(Data supplied begins)

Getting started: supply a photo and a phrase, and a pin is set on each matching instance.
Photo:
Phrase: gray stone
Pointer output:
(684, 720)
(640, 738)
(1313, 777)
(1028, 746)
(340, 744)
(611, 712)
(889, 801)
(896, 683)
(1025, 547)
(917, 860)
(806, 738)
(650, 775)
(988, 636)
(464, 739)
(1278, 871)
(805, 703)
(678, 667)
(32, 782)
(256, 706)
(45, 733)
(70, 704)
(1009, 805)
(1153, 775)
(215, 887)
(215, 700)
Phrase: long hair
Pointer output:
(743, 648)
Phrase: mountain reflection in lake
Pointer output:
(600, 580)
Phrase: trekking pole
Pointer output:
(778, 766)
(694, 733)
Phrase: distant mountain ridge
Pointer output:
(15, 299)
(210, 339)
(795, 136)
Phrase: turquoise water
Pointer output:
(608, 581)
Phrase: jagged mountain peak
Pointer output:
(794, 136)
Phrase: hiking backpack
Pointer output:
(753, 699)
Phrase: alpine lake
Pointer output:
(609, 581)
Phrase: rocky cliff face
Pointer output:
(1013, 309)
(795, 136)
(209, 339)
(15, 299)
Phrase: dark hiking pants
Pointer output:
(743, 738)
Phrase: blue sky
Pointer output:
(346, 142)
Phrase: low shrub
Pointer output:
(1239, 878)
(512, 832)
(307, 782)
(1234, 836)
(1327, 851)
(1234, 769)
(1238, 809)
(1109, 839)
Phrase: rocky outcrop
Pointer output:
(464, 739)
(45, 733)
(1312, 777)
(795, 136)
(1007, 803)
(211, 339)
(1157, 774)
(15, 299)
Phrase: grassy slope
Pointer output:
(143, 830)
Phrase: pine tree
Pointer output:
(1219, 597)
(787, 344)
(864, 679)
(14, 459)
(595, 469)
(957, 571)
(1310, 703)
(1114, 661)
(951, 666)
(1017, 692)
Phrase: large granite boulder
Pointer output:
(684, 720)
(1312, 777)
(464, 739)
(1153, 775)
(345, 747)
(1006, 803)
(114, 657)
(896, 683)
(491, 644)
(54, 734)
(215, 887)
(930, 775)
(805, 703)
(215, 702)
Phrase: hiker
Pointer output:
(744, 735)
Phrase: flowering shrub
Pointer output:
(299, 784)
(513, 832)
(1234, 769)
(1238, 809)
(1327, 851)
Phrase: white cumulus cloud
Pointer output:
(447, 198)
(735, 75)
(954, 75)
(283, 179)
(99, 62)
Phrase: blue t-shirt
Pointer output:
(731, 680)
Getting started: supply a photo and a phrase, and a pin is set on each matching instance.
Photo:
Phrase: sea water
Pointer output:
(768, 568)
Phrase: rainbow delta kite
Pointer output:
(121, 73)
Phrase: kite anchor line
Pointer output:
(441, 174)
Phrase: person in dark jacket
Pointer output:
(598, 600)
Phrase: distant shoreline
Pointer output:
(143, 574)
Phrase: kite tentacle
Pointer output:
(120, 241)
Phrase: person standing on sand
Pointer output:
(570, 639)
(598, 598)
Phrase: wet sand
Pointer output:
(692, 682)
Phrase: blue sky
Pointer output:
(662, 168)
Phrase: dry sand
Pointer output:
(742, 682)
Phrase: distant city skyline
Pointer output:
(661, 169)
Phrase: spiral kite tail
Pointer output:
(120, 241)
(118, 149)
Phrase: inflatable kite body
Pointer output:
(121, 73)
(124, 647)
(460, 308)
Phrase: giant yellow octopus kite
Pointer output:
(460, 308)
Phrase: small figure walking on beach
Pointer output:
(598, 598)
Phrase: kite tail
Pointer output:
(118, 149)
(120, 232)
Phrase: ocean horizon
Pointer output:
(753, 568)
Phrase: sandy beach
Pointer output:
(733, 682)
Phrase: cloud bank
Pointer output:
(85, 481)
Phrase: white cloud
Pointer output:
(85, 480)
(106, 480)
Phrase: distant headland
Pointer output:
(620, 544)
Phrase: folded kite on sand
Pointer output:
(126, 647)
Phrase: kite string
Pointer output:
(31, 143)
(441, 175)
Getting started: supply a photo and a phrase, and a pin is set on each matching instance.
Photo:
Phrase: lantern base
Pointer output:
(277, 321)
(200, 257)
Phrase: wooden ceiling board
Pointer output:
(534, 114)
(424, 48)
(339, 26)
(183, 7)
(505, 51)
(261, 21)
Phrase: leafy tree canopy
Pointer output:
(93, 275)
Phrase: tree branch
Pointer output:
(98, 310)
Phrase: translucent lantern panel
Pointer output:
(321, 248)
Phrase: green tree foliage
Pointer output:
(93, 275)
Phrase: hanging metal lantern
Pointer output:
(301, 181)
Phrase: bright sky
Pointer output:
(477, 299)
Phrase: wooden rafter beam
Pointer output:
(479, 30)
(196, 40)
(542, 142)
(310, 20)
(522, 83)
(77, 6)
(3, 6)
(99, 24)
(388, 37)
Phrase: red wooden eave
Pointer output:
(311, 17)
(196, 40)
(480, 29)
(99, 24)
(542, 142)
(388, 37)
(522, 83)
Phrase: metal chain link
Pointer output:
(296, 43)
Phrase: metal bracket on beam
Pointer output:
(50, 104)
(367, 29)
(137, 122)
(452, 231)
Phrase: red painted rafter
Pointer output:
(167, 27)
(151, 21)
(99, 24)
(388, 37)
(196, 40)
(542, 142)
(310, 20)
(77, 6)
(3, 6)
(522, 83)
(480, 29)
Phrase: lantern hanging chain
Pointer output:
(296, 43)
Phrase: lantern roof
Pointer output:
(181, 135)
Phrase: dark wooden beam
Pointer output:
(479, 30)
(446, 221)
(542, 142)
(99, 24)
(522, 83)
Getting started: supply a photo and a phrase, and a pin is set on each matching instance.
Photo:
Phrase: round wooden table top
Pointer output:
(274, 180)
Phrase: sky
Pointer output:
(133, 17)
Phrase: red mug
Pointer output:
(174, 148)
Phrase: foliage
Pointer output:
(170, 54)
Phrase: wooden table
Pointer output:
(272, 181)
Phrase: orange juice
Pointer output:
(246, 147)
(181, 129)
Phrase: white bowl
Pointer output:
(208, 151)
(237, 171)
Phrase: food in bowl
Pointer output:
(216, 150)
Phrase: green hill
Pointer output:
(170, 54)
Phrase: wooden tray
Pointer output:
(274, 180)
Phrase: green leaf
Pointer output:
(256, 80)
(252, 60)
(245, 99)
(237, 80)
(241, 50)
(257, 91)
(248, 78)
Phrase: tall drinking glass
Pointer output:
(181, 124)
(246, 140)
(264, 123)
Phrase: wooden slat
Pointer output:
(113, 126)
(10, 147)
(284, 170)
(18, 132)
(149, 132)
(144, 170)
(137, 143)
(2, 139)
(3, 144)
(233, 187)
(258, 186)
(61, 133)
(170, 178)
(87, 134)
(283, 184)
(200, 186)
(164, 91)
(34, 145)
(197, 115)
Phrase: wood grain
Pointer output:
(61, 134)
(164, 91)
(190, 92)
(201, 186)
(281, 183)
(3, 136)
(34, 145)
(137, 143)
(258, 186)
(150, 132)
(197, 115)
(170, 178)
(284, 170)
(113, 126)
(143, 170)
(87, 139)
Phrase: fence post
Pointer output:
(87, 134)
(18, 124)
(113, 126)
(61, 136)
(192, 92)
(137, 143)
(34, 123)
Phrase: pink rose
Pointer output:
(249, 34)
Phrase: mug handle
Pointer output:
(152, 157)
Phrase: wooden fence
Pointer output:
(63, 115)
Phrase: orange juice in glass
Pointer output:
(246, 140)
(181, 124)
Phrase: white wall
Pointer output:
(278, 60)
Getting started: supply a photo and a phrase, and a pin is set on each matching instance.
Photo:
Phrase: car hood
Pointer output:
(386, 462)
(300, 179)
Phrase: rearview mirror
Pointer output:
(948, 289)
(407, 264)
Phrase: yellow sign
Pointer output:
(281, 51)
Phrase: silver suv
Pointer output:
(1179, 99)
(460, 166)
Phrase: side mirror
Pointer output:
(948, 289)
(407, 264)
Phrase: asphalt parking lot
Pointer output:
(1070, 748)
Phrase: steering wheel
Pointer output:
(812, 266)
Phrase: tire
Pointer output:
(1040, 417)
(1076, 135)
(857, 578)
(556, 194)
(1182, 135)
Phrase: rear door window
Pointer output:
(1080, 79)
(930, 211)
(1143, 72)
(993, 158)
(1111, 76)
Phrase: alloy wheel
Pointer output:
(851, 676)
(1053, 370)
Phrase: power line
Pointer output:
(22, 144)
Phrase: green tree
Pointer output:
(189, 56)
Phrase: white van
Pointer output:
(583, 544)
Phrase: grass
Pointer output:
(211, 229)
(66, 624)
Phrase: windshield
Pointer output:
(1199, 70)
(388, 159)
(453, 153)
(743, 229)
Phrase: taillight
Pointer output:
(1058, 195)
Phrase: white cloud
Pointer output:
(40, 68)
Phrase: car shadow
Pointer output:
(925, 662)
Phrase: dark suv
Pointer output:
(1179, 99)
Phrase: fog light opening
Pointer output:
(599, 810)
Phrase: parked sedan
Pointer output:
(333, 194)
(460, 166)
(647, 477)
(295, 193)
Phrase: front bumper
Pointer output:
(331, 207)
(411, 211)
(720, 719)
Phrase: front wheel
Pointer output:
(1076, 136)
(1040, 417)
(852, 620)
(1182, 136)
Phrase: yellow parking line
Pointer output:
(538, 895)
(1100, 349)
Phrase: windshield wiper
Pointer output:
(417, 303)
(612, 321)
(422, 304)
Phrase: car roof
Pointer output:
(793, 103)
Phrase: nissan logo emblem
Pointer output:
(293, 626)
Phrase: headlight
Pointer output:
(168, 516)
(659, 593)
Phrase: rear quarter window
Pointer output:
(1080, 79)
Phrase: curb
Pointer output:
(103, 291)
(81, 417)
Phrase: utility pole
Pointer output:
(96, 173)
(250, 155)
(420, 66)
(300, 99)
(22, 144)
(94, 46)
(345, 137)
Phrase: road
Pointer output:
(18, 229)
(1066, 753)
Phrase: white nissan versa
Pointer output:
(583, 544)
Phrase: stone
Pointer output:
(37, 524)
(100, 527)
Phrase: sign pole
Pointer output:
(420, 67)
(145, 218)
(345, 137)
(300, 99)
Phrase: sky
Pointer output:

(Data supplied ends)

Task requirements >> Would you please copy every line in the data that contains the word "yellow"?

Written answer >>
Phrase: giant yellow octopus kite
Phrase: yellow sign
Phrase: yellow parking line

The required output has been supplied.